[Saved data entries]
□ □ □ □

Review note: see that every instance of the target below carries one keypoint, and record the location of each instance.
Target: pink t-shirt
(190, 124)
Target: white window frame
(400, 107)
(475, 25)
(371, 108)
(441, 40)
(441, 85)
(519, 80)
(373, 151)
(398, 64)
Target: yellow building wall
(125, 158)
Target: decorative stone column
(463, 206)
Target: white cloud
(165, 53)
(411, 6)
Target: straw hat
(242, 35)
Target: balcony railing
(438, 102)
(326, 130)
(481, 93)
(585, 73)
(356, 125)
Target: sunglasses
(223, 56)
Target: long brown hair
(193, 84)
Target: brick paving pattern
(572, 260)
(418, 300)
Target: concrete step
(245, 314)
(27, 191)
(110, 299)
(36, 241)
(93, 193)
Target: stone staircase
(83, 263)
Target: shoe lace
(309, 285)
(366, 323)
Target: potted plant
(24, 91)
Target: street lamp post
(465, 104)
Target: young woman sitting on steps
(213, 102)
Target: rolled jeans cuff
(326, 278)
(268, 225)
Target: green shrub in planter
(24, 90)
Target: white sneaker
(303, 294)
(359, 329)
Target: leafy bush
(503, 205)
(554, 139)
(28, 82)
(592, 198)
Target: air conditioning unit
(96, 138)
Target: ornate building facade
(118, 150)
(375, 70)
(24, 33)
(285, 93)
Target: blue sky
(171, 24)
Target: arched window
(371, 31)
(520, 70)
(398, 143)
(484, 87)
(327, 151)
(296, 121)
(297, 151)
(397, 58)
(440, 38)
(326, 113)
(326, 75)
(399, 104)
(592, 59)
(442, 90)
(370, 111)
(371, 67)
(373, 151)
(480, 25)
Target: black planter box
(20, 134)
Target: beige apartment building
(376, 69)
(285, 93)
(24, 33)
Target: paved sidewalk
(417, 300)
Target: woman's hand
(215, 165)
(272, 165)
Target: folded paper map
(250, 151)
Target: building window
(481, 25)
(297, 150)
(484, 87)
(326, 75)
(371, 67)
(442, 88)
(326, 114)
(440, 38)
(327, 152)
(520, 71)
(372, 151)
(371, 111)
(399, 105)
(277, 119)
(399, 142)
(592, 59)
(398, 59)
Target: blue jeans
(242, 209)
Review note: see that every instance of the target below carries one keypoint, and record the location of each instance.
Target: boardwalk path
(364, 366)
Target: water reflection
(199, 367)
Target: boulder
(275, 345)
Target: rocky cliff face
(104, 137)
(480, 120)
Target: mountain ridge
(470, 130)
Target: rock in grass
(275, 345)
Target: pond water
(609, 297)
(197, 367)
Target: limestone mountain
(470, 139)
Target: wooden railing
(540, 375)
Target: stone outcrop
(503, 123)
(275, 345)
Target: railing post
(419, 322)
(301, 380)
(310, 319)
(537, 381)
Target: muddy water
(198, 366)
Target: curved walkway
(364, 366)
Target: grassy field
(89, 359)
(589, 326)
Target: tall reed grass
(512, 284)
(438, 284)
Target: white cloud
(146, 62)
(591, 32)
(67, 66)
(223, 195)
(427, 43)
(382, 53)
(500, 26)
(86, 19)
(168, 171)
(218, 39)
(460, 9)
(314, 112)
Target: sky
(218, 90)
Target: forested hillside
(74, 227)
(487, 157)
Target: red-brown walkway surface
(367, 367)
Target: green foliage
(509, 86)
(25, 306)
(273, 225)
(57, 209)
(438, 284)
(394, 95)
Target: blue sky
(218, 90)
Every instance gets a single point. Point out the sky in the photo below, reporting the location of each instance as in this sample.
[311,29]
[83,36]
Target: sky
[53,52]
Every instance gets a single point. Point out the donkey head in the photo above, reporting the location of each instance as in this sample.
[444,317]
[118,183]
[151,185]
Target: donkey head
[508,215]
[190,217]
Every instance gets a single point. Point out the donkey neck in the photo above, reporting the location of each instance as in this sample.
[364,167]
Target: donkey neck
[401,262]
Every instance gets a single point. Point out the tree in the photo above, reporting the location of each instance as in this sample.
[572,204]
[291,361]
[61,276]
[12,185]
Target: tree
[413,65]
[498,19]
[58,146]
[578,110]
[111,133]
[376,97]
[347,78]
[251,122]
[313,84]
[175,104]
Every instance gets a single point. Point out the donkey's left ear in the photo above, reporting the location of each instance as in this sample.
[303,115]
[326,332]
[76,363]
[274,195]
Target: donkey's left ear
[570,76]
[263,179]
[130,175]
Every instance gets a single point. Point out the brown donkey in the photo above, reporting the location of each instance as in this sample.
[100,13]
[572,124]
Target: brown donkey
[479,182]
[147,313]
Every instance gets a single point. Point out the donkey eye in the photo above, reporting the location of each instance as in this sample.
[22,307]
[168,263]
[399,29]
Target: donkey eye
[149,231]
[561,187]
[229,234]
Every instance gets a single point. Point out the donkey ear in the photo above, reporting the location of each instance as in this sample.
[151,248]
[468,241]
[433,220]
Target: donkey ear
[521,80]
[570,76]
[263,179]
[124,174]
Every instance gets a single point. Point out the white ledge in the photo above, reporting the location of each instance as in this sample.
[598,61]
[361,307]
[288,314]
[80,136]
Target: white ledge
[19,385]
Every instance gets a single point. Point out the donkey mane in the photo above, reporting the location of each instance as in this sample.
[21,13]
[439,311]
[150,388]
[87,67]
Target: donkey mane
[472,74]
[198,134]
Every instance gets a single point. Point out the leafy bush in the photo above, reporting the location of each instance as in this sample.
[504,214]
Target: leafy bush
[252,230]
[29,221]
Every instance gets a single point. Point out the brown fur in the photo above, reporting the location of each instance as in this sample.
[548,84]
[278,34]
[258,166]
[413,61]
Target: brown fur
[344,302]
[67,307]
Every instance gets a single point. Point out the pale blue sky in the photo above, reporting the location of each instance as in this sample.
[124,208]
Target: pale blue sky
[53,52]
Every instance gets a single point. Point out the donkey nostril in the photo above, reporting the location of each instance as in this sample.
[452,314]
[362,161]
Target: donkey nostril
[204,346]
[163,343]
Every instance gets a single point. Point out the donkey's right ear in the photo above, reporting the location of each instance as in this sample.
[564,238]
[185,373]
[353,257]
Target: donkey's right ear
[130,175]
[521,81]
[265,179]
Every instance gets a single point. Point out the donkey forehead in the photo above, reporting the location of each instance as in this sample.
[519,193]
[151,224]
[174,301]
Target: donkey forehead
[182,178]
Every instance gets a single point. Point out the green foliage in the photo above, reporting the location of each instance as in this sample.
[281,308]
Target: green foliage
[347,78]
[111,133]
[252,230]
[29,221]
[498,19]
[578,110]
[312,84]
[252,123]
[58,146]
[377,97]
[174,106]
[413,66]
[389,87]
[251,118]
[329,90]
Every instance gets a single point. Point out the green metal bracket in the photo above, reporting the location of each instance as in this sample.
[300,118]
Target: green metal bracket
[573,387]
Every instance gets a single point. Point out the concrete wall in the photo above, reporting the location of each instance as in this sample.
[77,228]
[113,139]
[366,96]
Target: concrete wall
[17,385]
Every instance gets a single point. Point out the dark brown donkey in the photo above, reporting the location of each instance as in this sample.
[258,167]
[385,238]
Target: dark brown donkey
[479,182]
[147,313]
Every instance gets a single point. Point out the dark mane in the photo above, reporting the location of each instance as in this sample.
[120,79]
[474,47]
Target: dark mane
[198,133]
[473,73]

□ □ □ □

**THE PROBLEM:**
The data are to be transcribed in full, exactly as given.

**EXERCISE OUTPUT:**
Review note: see that every instance of the target below carries one keypoint, and record the location of each instance.
Target: pink t-shirt
(190, 124)
Target: white window frame
(400, 107)
(475, 25)
(371, 108)
(441, 40)
(441, 85)
(519, 80)
(373, 151)
(398, 64)
Target: yellow building wall
(125, 158)
Target: decorative stone column
(463, 206)
Target: white cloud
(165, 53)
(411, 6)
Target: straw hat
(242, 35)
Target: balcony railing
(438, 102)
(326, 130)
(481, 93)
(585, 73)
(356, 125)
Target: sunglasses
(223, 56)
Target: long brown hair
(193, 84)
Target: brick paving pattern
(572, 260)
(418, 300)
Target: concrete step
(245, 314)
(27, 191)
(110, 299)
(36, 241)
(93, 193)
Target: stone staircase
(83, 263)
Target: shoe lace
(309, 285)
(366, 323)
Target: potted plant
(24, 91)
Target: street lamp post
(465, 104)
Target: young woman sitting on steps
(213, 102)
Target: rolled jeans cuff
(326, 278)
(268, 225)
Target: green shrub in planter
(24, 90)
Target: white sneaker
(303, 294)
(359, 329)
Target: leafy bush
(503, 205)
(554, 139)
(28, 82)
(592, 198)
Target: air conditioning unit
(96, 138)
Target: ornate building facade
(118, 150)
(375, 70)
(24, 33)
(285, 93)
Target: blue sky
(171, 24)
Target: arched window
(371, 31)
(520, 70)
(398, 143)
(484, 87)
(327, 151)
(296, 121)
(297, 151)
(397, 58)
(440, 38)
(326, 113)
(326, 75)
(399, 104)
(592, 59)
(442, 90)
(370, 111)
(371, 67)
(373, 151)
(480, 25)
Target: black planter box
(20, 134)
Target: beige apartment building
(376, 69)
(285, 93)
(24, 33)
Target: paved sidewalk
(417, 300)
Target: woman's hand
(215, 165)
(272, 165)
Target: folded paper map
(250, 151)
Target: building window
(481, 25)
(297, 150)
(484, 87)
(326, 75)
(371, 67)
(442, 88)
(326, 114)
(440, 38)
(327, 152)
(520, 71)
(372, 151)
(371, 111)
(399, 105)
(277, 119)
(399, 142)
(592, 59)
(398, 59)
Target: blue jeans
(242, 209)
Review note: see that every instance of the target below carries one keypoint, and record the location of each instance.
Target: boardwalk path
(364, 366)
Target: water reflection
(199, 367)
Target: boulder
(275, 345)
Target: rocky cliff face
(104, 137)
(480, 120)
Target: mountain ridge
(470, 130)
Target: rock in grass
(275, 345)
Target: pond water
(609, 297)
(197, 367)
Target: limestone mountain
(470, 139)
Target: wooden railing
(540, 375)
Target: stone outcrop
(503, 123)
(275, 345)
Target: railing post
(419, 322)
(301, 380)
(310, 319)
(537, 381)
Target: muddy water
(198, 366)
Target: curved walkway
(364, 366)
Target: grassy field
(89, 359)
(589, 326)
Target: tall reed grass
(512, 284)
(438, 284)
Target: white cloud
(146, 62)
(591, 32)
(67, 66)
(223, 195)
(427, 43)
(382, 53)
(500, 26)
(86, 19)
(168, 171)
(218, 39)
(460, 9)
(314, 112)
Target: sky
(218, 90)
Target: forested hillside
(74, 227)
(487, 157)
Target: red-brown walkway surface
(367, 367)
Target: green foliage
(509, 86)
(25, 306)
(273, 225)
(57, 209)
(438, 284)
(394, 95)
Target: blue sky
(218, 90)
Every instance gets a single point. Point out the sky in the photo below, reporting the location of each instance as in this sample.
[311,29]
[83,36]
Target: sky
[53,52]
Every instance gets a single point. Point out the donkey head in the photo above, reporting the location of each instance as in this sample.
[444,317]
[118,183]
[151,185]
Target: donkey head
[508,215]
[190,217]
Every instance gets a single point. Point out the donkey neck in the photo above, reporting the location of each instance as in this sample.
[364,167]
Target: donkey neck
[401,262]
Every instance gets a single point. Point out the tree in the photo above, reporting the location of each instance as in this sample.
[572,204]
[291,361]
[61,276]
[12,185]
Target: tree
[413,65]
[498,19]
[58,146]
[578,110]
[111,133]
[376,97]
[347,78]
[251,122]
[313,84]
[175,104]
Every instance gets a single point. Point out the donkey's left ear in the photo above, reporting the location of each instance as in this sample.
[303,115]
[326,332]
[76,363]
[274,195]
Target: donkey's left ear
[570,76]
[263,179]
[130,175]
Every instance gets a single point. Point out the brown donkey in the photo above, reporting the location of each instance as in this sample.
[100,13]
[572,124]
Target: brown donkey
[479,182]
[147,313]
Every instance gets a single point. Point out the donkey eye in the photo above, reporting the location of each instance as in this sample.
[22,307]
[168,263]
[399,29]
Target: donkey eye
[149,231]
[561,187]
[229,234]
Every instance gets a single point. Point out the donkey ear in the photo above, reporting the location of each instance as in this sample.
[151,248]
[468,241]
[433,220]
Target: donkey ear
[521,80]
[570,76]
[263,179]
[124,174]
Every instance gets a single point. Point out the white ledge in the photo above, reporting the location of each instance as in this sample.
[598,61]
[361,307]
[288,314]
[80,136]
Target: white ledge
[19,385]
Every instance gets a single point. Point out the donkey mane in the photo above, reporting the location of each instance as in this sample.
[21,13]
[439,311]
[150,388]
[87,67]
Target: donkey mane
[472,74]
[198,134]
Every instance gets a single point. Point out the leafy bush in the photo above, reporting the location of each instance as in this sample.
[504,214]
Target: leafy bush
[252,230]
[29,221]
Every instance gets a single point. Point out the brown fur in the photo above, reporting the location of each instance as in this sample.
[548,84]
[278,34]
[258,166]
[413,61]
Target: brown fur
[344,302]
[67,307]
Every instance gets a single point. Point out the pale blue sky in the photo above, reporting the location of each instance as in this sample.
[124,208]
Target: pale blue sky
[53,52]
Every instance gets a single point. Point out the donkey nostril in the photo above, reporting the location of each instance as in this sample.
[452,314]
[362,161]
Target: donkey nostril
[204,346]
[163,343]
Every instance gets a single point. Point out the donkey's right ear in the photo above, reporting the location of each instance as in this sample.
[564,238]
[185,373]
[353,257]
Target: donkey's right ear
[130,175]
[521,81]
[265,179]
Every instance gets a single point. Point out the donkey forehead in the photo above, reporting the location of each instance as in this sample.
[519,193]
[151,224]
[174,301]
Target: donkey forehead
[182,178]
Every instance gets a single point. Point out the green foliage in the photo above, reporting the location of each instance as in this sample.
[281,308]
Target: green foliage
[347,78]
[111,133]
[252,230]
[29,221]
[498,19]
[578,110]
[312,84]
[252,123]
[58,146]
[377,97]
[174,106]
[413,66]
[389,87]
[251,118]
[329,90]
Every instance gets a single point. Point out the green metal bracket in the photo above, reporting the location of each instance as in this sample.
[300,118]
Target: green metal bracket
[573,387]
Every instance gets a single point. Point out the concrete wall in the photo above, reporting the location of each instance as in this sample.
[77,228]
[113,139]
[366,96]
Target: concrete wall
[17,385]
Every instance gets a single point. Point out the dark brown donkey in the photo above, reporting the location of each instance as in this sample.
[258,167]
[385,238]
Target: dark brown donkey
[479,182]
[147,313]
Every instance gets a single point. Point out the dark mane in the photo above, reporting the location of each instance as in this sample.
[120,79]
[474,47]
Target: dark mane
[198,133]
[473,73]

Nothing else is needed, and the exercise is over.